::: DATASET RECORDS :::
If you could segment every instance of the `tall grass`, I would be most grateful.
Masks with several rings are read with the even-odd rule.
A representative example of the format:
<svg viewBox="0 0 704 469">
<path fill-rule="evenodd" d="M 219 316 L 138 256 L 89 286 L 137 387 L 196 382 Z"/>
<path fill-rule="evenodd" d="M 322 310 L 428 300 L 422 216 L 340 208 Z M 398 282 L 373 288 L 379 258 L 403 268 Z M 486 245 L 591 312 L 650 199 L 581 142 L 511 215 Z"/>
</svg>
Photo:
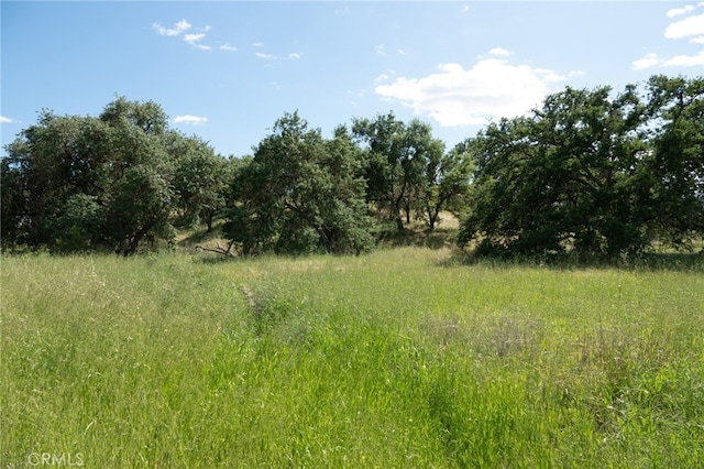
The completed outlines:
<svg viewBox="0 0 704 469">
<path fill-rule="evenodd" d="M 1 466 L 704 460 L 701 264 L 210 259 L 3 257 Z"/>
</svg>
:::
::: DATASET RECORDS :::
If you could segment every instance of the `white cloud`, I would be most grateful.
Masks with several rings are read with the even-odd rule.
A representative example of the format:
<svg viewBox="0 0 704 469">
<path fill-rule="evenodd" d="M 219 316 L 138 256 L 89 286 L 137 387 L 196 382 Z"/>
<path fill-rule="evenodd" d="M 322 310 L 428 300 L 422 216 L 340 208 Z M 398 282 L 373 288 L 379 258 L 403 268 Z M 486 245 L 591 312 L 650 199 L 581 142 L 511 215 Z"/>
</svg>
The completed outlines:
:::
::: DATASET RECORDS :::
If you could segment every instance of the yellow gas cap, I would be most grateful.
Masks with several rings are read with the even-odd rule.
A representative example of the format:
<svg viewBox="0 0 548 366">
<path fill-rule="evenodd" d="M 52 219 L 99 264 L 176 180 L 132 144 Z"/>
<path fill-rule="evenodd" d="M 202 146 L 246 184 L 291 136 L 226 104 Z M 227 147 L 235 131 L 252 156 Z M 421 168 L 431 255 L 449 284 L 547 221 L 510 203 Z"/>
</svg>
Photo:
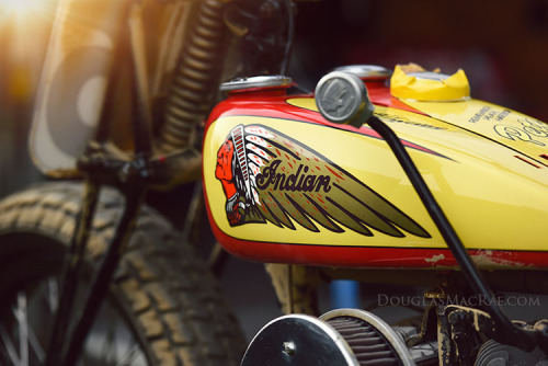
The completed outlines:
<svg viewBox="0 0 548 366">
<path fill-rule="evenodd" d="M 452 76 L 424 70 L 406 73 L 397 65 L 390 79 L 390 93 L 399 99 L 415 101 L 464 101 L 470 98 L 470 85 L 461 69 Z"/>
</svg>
:::
- [PROBLEM]:
Reproduce the items verbatim, starting at the line containing "If you could segment every instance of the yellow" and continuing down to the line containing "52 219 L 99", both included.

- [COMPLETED EXERCISE]:
If you could segment every instance of the yellow gas cap, I would be most grateful.
Masks with several rings are read with the even-odd rule.
A representative example of the format:
<svg viewBox="0 0 548 366">
<path fill-rule="evenodd" d="M 52 219 L 99 264 L 176 180 L 132 144 Z"/>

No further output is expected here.